-- Opening Marker --

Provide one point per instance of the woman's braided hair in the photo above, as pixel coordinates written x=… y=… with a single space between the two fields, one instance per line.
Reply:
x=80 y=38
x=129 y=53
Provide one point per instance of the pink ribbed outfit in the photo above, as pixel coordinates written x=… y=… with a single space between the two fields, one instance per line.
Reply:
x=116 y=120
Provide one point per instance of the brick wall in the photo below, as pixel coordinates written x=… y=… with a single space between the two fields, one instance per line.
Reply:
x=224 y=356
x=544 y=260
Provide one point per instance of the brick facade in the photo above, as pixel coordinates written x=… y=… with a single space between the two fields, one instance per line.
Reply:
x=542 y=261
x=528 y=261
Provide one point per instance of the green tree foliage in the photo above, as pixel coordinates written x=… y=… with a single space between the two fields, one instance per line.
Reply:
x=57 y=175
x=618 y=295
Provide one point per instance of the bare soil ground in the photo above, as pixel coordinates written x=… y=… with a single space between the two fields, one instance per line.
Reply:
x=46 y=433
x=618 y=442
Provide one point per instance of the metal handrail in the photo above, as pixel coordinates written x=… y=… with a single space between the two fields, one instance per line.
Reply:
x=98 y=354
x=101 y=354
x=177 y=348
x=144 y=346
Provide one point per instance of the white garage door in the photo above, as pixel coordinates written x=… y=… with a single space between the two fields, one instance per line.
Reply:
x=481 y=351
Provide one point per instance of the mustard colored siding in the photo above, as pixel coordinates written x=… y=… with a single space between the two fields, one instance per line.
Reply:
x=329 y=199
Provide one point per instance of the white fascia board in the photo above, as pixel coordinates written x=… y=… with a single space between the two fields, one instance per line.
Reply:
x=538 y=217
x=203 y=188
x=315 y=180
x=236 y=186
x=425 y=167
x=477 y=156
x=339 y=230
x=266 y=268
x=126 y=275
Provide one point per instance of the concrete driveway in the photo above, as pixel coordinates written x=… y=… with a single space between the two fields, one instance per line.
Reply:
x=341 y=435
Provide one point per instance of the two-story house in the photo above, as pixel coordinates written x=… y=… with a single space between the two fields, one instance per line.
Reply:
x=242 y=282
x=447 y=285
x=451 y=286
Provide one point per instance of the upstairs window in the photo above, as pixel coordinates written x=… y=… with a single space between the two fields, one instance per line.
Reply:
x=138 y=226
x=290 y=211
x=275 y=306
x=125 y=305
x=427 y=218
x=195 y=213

-- Closing Marker --

#### EXERCISE DIRECTIONS
Give the records again, unchanged and complete.

#### WRITTEN RESPONSE
Provide one point per instance of the woman's braided hair in the photo above, as pixel coordinates written x=… y=… with a single space between the two fields, one instance per line.
Reply:
x=80 y=38
x=129 y=53
Provide one point per instance of the pink ribbed outfit in the photo above, as pixel coordinates written x=… y=… with a single space between the two fields, one instance per line.
Reply:
x=116 y=120
Provide one point per instance of the brick wall in the photo below, as pixel coordinates written x=… y=… with a single space between the two fields, one instance per line.
Reply:
x=224 y=356
x=544 y=260
Provide one point per instance of the brick facade in the photo above, as pixel coordinates written x=… y=… with a single space between the two fields, one instance per line.
Reply:
x=542 y=261
x=528 y=261
Provide one point per instance of the green tree foliage in the photo above, as pixel coordinates written x=… y=… with a single space between the two fields, one instance per line.
Reply:
x=57 y=175
x=618 y=295
Provide one point per instance of the bare soil ground in the photo above, as pixel coordinates written x=… y=… with a single space between the two fields, one instance per line.
Reply:
x=46 y=433
x=618 y=442
Provide one point per instance of the metal handrail in the photo above, as pixel coordinates written x=… y=… with a single space between the two fields, one instance per line.
Reply:
x=98 y=354
x=101 y=354
x=177 y=348
x=144 y=346
Provide one point per instance of the white garage door in the photo above, as pixel coordinates written x=… y=… with a single space between the two fields, one instance per line.
Reply:
x=481 y=351
Provide one point per instance of the mustard colored siding in the photo above, as pixel coordinates written x=… y=… with a single space between the two fields, one instance per line.
Reply:
x=329 y=199
Provide one point per instance of the white fascia board in the photo above, as pixel coordinates written x=… y=… with a single space between the two fields, one instance per line.
Reply:
x=538 y=217
x=203 y=188
x=315 y=180
x=236 y=186
x=425 y=167
x=477 y=156
x=339 y=230
x=266 y=268
x=126 y=275
Provide one point per instance of the concrete driveway in the photo above, as pixel coordinates written x=… y=… with a single space between the two fields, one instance per line.
Reply:
x=341 y=435
Provide one point per instance of the two-story house in the photo above, as pixel coordinates written x=… y=… with a single space between the two fields, one instance per line.
Reply:
x=242 y=282
x=447 y=285
x=451 y=286
Provide one point per instance of the upstairs window in the photo above, as pixel coordinates written x=… y=… with a single space between the two fields, one instance per line.
Reply:
x=138 y=226
x=290 y=211
x=275 y=306
x=125 y=305
x=427 y=218
x=195 y=213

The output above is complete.